━━━━━ Source extract ━━━━━
Test the CPIO functionality.

The original design purpose of CPIO is to allow C3V-W to connect to a P-chip (peripheral chip) through CPIO bridge. The P-chip is a custom-designed peripheral. C3V-W, the C-chip (computing chip), can connect to either a P-chip, or another C-chip.

The C3V-W Dual (LPDDR4) EVB comprises two subsystems: one is Master C3V-W subsystem, which operates Linux software, and the other is Slave C3V-W subsystem, offering additional 3.75 GiB DRAM, a NPU, and various peripherals (including USB3, SD card, GPIO, and more). Please refer to the functional block diagram of the C3V-W Dual (LPDDR4) EVB. The Master C3V-W subsystem features 8 GiB eMMC, 8 GiB LPDDR4 SDRAM, an SD card slot, USB3 Type C port, and a 10M/100M/1000M Ethernet port. On the other hand, the Slave C3V-W subsystem includes 8 GiB eMMC, 8 GiB LPDDR4 SDRAM, an SD card slot, and USB3 Type C port. The CPIO bus connects both subsystems together.

Functional Block Diagram of C3V-W Dual (LPDDR4) EVB

Table of Contents

1 1. Main Devices or Interfaces Description
2 2. Boot Devices and Configuration
3 3. Map of Addressing Space of Master C3V-W.
4 4. Setup the CPIO Interface
- 4.1 4.1 Menu config setup of x-boot
- 4.2 4.2 Synchronization of the CPIO interfaces
  - 4.2.1 GPIO Signals
  - 4.2.2 Procedure
5 5. Boot Flow of Software
6 6. Log of Master and Slave C3V-W Subsystem
- 6.1 6.1 Log of Master C3V-W:
- 6.2 6.2 Log of Slave C3V-W:

1. Main Devices or Interfaces Description

The picture below is a photo of the C3V-W Dual (LPDDR4) EVB.

The table below outlines the main components and interfaces:

Items	Subsystem	Explanations
1	Global	12V DC power input. The diameter of the DC Jack plug is 5.5mm. The power supply current of the adapter must be greater than 1A.
2	Global	Main-power switch. Turn down to ON, and turn up to OFF.
3	Slave	Pin-headers J10: For connecting I2C0 and I2C1 signals of Slave C3V-W. Pin-headers J12: For connecting SPI_CB4 signals of Slave C3V-W. Pin-headers J14: For connecting PWM (0, 1) and I2C2 signals of Slave C3V-W.
4	Slave	CM4 console (UA6) of Slave C3V-W. Note that the GND pin is at the bottom-most pin of the 3x1 pin-header. This is default serial port of Cortex M4. The default baud rate is 115,200. No parity and 1 stop-bit.
━━━━━
◆ Challenge A ◆
Transcribe the passage of the EVB description from "The table below" to "I2C2 signals of Slave C3V-W.".
◆ Challenge B ◆
According to the EVB description, what is the default baud rate of the CM4 console of the Slave C3V-W?
◆ Challenge C ◆
Translate this sentence from the EVB description into Spanish: "The P-chip is a custom-designed peripheral."
━━━━━ Entries shown ━━━━━
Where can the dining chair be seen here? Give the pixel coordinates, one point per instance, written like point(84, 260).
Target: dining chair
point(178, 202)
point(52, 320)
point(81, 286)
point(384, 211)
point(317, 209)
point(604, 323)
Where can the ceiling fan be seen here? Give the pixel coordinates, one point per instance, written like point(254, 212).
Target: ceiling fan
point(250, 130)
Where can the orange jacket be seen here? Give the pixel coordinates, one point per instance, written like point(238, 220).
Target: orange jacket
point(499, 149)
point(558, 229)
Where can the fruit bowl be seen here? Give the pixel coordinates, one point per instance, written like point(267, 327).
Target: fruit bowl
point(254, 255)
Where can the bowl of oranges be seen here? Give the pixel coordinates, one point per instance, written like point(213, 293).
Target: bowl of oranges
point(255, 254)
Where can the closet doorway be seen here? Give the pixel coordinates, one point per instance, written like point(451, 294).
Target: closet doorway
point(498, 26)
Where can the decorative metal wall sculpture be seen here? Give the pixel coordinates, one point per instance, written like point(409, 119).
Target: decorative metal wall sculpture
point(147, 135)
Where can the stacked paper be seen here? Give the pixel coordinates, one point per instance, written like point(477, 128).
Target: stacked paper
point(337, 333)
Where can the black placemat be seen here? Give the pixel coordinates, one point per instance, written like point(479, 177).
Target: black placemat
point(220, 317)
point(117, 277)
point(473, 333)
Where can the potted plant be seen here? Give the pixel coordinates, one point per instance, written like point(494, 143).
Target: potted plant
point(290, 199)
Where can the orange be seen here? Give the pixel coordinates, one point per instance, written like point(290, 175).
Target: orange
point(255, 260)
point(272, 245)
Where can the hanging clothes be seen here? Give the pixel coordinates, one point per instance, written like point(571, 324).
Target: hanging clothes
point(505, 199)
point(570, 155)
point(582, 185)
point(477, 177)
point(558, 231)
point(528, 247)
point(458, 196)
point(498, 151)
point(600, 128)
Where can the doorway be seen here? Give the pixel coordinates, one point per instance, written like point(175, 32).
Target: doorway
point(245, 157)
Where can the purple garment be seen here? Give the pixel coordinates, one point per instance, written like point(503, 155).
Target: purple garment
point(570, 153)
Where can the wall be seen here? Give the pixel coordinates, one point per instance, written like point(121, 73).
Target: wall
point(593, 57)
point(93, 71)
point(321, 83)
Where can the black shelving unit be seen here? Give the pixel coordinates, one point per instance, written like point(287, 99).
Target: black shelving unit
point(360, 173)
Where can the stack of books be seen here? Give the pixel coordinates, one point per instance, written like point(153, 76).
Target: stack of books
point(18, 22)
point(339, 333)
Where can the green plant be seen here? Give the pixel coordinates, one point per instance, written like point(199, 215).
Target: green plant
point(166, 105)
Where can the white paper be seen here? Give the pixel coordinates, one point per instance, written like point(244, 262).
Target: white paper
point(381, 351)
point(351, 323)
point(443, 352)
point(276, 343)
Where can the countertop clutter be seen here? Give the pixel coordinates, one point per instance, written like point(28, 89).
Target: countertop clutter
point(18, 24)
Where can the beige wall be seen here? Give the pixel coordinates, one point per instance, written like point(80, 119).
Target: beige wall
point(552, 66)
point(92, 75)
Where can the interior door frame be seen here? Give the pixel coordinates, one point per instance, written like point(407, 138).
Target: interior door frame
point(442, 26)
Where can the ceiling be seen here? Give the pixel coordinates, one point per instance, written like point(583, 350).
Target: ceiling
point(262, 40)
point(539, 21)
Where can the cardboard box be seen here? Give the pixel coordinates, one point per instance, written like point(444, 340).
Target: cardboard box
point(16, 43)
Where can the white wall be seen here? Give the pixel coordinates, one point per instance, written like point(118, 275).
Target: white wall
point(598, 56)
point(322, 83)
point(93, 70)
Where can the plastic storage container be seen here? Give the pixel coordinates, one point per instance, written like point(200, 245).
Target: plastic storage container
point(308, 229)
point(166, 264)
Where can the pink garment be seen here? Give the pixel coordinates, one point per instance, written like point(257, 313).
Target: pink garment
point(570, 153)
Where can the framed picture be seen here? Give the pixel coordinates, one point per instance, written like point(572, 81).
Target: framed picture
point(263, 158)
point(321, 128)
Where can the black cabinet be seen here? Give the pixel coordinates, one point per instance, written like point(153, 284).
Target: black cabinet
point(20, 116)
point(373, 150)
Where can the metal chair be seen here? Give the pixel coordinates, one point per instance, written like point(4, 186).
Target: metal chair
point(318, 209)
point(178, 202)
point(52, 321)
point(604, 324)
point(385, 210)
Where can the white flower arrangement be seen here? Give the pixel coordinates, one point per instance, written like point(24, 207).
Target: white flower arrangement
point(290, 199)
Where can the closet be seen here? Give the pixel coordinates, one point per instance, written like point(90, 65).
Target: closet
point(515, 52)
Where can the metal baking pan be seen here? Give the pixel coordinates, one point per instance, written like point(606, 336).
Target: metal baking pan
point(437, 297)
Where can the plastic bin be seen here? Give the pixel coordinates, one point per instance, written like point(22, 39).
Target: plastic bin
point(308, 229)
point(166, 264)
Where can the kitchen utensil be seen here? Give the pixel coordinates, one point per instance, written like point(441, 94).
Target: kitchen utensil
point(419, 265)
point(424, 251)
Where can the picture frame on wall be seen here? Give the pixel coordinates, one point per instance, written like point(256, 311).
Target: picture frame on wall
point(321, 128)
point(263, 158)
━━━━━
━━━━━ Entries shown ━━━━━
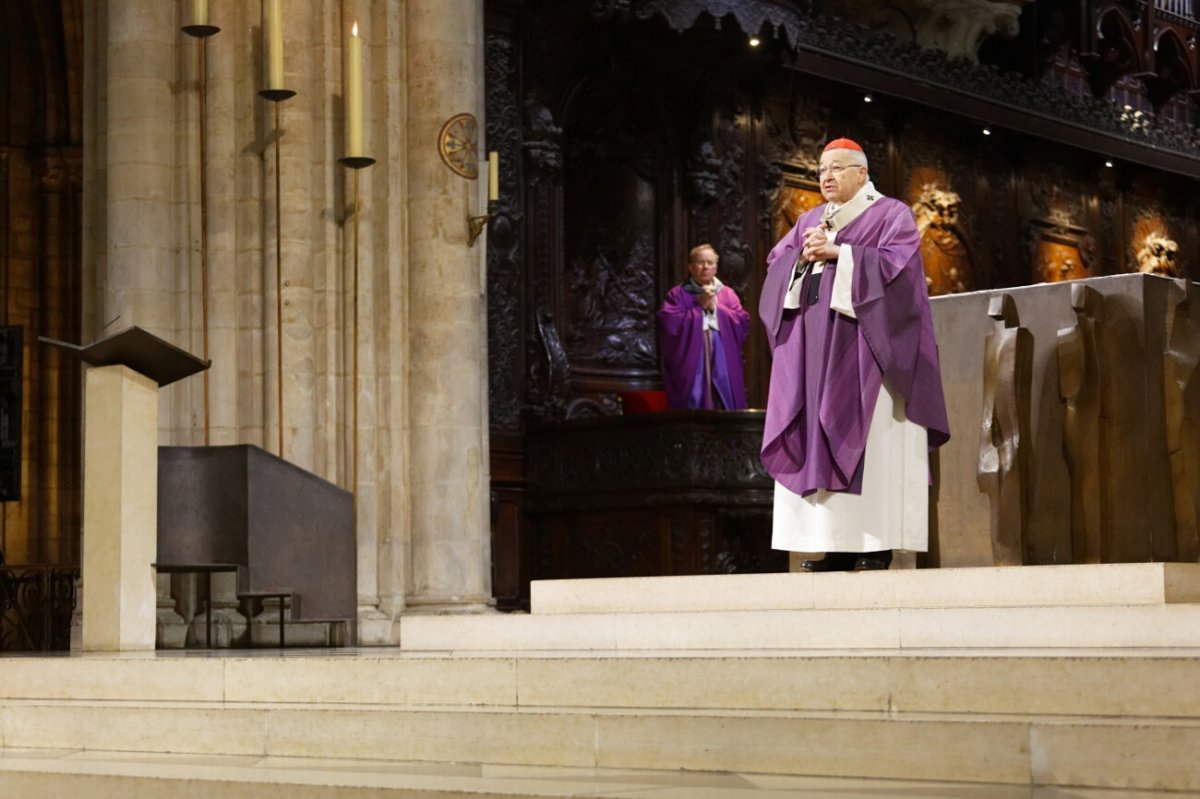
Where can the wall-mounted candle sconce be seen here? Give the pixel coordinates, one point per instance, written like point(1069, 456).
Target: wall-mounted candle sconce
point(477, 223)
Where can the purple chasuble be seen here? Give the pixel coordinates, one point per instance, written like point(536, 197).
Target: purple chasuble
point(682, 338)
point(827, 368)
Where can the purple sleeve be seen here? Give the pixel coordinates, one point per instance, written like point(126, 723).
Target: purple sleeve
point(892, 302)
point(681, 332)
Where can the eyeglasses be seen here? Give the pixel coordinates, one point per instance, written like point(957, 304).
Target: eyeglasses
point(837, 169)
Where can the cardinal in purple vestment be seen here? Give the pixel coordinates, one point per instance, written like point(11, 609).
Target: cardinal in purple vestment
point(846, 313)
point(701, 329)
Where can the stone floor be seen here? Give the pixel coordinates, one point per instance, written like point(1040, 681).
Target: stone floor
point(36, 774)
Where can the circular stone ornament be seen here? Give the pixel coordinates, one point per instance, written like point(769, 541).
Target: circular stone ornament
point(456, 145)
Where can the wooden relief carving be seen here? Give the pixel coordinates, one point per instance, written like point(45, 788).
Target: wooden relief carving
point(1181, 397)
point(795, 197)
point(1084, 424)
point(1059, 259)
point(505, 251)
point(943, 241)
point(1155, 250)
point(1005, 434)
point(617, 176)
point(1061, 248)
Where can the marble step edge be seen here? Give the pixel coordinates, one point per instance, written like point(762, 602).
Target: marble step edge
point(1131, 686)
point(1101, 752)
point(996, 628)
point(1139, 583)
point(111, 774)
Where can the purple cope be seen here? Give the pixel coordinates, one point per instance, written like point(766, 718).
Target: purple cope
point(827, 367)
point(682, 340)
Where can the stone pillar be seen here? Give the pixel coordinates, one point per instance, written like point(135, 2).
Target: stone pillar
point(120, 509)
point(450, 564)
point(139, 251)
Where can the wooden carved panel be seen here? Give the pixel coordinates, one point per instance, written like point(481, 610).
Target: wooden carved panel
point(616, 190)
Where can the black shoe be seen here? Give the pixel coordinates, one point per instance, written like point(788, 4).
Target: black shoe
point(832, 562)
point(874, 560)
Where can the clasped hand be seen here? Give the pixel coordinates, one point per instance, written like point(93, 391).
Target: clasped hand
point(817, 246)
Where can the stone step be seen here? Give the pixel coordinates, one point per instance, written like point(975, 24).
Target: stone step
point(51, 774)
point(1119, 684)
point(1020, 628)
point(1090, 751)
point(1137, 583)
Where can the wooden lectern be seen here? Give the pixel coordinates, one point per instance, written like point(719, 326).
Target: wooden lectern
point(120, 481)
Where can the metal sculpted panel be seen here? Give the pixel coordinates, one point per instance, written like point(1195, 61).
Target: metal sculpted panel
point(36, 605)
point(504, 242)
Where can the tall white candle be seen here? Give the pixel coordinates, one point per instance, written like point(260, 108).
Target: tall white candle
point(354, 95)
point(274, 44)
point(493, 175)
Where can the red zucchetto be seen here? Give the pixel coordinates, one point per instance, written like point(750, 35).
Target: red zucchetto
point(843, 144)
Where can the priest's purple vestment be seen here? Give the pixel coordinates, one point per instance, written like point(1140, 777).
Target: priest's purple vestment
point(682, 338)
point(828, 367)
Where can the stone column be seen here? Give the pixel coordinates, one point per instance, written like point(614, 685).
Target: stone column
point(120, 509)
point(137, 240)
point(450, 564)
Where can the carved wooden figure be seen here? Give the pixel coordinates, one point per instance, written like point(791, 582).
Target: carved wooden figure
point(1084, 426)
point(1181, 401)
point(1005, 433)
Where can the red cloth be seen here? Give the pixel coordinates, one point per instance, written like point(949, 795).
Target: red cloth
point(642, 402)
━━━━━
◆ Complete response A ◆
The table below outlines the main components and interfaces:

Items	Subsystem	Explanations
1	Global	12V DC power input. The diameter of the DC Jack plug is 5.5mm. The power supply current of the adapter must be greater than 1A.
2	Global	Main-power switch. Turn down to ON, and turn up to OFF.
3	Slave	Pin-headers J10: For connecting I2C0 and I2C1 signals of Slave C3V-W. Pin-headers J12: For connecting SPI_CB4 signals of Slave C3V-W. Pin-headers J14: For connecting PWM (0, 1) and I2C2 signals of Slave C3V-W.

◆ Complete response B ◆
115,200

◆ Complete response C ◆
El P-chip es un periférico de diseño personalizado.